Given records:
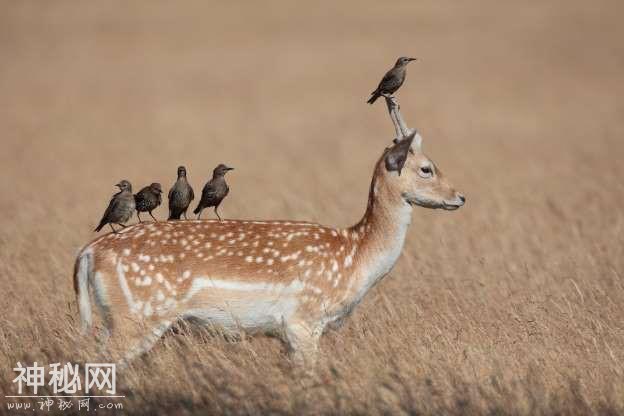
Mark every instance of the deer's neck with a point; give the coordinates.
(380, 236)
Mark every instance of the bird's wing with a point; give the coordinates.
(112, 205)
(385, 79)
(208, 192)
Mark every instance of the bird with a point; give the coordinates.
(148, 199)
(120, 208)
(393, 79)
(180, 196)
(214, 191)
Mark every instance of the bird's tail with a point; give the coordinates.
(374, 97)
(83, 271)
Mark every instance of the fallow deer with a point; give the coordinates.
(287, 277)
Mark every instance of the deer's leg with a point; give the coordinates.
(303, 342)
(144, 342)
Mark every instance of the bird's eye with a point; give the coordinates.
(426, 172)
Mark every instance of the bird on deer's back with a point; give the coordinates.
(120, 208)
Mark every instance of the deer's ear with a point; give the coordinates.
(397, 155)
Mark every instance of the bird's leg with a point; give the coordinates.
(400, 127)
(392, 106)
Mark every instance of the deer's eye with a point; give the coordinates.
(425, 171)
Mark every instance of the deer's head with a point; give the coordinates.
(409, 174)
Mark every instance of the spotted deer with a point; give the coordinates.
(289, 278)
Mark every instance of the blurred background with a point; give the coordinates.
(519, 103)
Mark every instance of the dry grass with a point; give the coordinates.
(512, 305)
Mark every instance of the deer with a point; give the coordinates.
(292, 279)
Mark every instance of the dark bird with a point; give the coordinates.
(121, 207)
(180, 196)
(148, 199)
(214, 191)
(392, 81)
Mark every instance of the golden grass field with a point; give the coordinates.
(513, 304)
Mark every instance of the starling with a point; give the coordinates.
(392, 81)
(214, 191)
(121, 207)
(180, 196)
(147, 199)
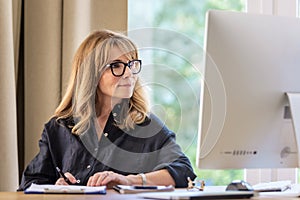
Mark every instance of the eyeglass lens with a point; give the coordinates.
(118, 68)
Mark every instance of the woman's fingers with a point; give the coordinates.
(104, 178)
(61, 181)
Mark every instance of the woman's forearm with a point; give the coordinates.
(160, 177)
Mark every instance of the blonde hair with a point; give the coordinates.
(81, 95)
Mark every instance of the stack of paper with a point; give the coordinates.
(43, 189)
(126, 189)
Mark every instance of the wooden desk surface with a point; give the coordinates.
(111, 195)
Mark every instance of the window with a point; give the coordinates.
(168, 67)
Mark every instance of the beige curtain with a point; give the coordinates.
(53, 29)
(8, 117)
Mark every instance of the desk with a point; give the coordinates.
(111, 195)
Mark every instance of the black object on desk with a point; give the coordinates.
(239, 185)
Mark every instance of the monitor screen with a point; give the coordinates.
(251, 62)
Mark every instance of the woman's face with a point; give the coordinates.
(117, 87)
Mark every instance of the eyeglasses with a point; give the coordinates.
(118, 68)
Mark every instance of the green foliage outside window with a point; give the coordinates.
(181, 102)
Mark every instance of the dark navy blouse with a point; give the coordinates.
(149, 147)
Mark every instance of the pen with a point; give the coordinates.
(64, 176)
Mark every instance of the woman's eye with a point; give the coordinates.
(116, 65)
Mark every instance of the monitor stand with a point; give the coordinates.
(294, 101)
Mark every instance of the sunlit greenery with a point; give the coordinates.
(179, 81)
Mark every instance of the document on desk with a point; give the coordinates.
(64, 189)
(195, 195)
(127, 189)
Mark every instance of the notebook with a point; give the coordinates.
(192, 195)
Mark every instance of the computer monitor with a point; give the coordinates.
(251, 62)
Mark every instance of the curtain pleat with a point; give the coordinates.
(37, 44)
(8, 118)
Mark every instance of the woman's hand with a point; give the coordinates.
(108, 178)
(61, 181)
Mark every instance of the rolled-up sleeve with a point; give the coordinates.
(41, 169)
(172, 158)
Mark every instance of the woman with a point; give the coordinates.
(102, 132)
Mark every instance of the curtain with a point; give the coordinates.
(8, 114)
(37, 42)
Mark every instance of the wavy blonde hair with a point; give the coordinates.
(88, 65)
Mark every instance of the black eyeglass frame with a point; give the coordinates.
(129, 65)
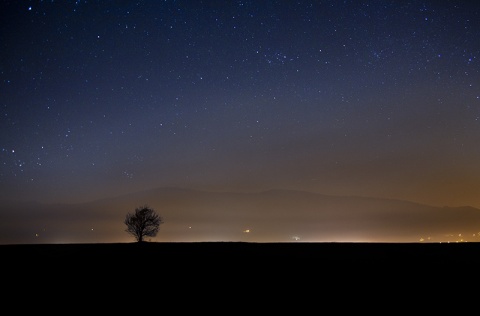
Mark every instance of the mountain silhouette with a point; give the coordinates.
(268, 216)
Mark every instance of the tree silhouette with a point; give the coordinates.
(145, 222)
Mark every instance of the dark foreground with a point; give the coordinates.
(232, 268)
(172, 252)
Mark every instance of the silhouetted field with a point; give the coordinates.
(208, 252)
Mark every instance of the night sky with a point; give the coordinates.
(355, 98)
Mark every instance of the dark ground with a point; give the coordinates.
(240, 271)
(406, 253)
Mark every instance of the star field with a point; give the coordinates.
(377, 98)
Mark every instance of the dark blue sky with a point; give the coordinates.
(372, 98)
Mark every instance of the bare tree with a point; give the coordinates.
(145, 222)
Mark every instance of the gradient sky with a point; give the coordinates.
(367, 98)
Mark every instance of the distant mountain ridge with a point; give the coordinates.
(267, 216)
--
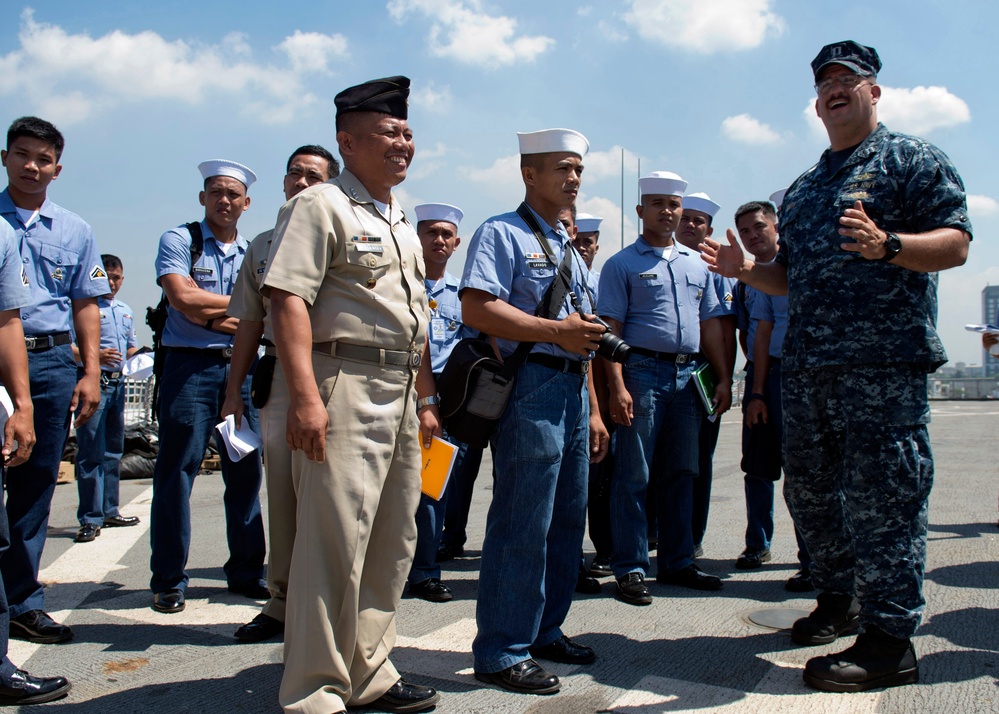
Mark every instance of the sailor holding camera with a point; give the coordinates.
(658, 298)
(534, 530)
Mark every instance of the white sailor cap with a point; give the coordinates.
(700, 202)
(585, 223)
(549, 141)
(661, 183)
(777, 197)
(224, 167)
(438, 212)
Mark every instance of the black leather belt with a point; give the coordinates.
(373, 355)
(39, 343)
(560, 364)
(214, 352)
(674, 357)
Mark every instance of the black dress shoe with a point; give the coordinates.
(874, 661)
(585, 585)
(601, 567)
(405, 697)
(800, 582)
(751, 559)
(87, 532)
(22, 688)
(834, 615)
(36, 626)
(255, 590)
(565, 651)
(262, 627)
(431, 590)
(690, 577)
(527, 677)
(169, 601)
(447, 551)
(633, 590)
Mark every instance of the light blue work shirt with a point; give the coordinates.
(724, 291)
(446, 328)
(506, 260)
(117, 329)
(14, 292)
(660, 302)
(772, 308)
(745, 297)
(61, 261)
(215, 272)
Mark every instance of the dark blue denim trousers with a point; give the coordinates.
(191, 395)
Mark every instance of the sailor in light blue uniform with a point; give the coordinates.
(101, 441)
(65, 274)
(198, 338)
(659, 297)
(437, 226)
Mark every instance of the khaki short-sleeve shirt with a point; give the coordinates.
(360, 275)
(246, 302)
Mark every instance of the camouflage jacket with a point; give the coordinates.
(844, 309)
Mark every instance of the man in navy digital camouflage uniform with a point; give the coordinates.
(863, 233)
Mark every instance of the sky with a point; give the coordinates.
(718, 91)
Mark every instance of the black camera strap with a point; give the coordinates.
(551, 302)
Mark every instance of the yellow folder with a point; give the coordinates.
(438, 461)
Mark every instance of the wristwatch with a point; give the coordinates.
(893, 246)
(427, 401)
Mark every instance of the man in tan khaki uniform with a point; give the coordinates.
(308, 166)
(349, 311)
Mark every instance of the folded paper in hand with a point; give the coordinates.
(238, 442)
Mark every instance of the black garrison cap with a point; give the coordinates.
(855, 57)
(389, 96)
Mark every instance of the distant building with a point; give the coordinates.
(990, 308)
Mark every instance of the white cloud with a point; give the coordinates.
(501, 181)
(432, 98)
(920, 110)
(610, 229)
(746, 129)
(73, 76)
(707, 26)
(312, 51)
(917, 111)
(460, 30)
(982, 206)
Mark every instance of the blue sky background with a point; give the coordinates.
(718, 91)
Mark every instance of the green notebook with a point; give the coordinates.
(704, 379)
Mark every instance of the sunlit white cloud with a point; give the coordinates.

Task brief: Locate every line in the entries above that contains the word "sailor" and copy each of those lines.

Expected answer:
Mark every instance of the sailor holding camera with a point; give the coordinates.
Mark every instance of the white sailor cap with a point; give the coordinates.
Mark every instance of the sailor in light blue uniform with a point; give the coordinates.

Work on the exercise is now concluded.